*WRITTEN REQUEST*: Rewrite the part of the items that opens with the line containing "Where, within the image above, is the tree" and closes with the line containing "[234,317,585,400]", swapping "positioned" for "located" and leaving everything else unchanged. Give only those lines.

*GIVEN ENTRIES*:
######

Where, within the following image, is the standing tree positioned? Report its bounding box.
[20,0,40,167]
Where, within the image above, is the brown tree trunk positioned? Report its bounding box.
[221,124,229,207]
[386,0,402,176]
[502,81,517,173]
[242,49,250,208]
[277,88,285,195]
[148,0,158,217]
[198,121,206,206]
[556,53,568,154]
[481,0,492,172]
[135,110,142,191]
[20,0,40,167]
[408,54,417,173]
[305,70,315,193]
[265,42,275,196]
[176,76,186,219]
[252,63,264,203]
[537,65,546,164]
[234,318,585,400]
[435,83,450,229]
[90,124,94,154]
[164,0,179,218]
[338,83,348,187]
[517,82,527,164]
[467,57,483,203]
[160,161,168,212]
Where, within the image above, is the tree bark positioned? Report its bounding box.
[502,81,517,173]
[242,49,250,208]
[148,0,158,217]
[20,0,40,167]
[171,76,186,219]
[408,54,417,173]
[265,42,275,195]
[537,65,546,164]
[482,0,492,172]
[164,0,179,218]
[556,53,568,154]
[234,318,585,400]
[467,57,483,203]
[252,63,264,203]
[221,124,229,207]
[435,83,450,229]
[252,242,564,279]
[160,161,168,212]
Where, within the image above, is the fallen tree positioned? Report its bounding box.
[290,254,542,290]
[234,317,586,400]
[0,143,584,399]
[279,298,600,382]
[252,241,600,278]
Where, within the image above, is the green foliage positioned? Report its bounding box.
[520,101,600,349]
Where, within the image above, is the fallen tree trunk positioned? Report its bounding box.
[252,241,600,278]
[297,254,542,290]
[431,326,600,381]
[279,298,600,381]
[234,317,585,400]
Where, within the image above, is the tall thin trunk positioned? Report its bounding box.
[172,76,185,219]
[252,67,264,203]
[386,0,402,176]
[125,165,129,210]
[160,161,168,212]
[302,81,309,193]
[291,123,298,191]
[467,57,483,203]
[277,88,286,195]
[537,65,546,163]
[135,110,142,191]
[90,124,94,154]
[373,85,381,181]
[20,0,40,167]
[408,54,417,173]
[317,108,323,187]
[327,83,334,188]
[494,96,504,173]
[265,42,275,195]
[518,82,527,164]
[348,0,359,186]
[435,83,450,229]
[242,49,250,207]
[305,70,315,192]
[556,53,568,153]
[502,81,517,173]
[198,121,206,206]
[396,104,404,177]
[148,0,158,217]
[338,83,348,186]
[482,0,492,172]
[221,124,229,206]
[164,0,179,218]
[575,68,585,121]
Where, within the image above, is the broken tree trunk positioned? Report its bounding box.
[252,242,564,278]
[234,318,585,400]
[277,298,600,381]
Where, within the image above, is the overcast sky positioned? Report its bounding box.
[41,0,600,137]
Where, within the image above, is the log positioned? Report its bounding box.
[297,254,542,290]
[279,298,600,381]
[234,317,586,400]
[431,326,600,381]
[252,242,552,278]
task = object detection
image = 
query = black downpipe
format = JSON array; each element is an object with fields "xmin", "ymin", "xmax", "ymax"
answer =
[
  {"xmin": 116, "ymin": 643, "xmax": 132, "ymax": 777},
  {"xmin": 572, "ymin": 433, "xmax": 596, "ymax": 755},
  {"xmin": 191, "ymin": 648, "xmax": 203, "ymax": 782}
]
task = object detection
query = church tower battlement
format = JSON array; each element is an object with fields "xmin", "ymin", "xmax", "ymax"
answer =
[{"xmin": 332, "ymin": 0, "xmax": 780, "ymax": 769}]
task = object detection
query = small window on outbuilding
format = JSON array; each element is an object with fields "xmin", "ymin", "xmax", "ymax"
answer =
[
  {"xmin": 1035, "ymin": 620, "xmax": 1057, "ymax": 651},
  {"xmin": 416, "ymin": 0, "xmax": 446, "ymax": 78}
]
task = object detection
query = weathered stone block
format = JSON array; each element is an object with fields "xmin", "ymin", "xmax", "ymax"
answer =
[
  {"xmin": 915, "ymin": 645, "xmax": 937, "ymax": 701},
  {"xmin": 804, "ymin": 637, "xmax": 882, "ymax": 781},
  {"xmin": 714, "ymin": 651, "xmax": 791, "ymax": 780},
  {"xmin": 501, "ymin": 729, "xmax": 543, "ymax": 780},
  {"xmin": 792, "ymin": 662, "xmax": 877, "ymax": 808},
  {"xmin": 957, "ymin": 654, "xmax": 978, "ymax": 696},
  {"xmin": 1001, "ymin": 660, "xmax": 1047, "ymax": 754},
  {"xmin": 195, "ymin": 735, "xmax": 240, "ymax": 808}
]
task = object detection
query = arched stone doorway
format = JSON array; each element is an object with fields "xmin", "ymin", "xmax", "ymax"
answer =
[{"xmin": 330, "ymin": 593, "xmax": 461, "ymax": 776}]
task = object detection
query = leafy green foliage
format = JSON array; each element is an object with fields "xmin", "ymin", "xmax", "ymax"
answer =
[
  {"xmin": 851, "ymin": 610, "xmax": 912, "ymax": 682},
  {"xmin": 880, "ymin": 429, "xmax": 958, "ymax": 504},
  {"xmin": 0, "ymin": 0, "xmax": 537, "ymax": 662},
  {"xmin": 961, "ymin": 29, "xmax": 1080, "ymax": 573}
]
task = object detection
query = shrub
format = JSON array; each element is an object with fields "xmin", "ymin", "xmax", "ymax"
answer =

######

*ANSWER FOR THIS EXERCISE*:
Where, within the image above, is the tree bark located? Report its bounding box.
[502,81,517,173]
[242,49,250,208]
[148,0,158,217]
[20,0,40,167]
[171,76,186,219]
[408,54,417,173]
[265,42,275,195]
[537,65,546,164]
[482,0,492,172]
[164,0,179,218]
[556,53,568,154]
[234,318,585,400]
[467,57,483,203]
[252,63,264,203]
[221,124,229,207]
[435,83,450,229]
[252,242,564,279]
[160,161,168,212]
Where, within the image above, is the fallen tree located? Report its bounding box.
[290,254,542,290]
[234,317,586,400]
[0,143,584,399]
[279,298,600,382]
[252,241,600,278]
Where, within the image above, is the green foliage located? Report its bounding box.
[520,101,600,349]
Where, within the image above, is the fallen tree trunk located? Report its bounding box.
[252,241,600,278]
[297,254,542,290]
[431,326,600,381]
[279,298,600,381]
[234,317,585,400]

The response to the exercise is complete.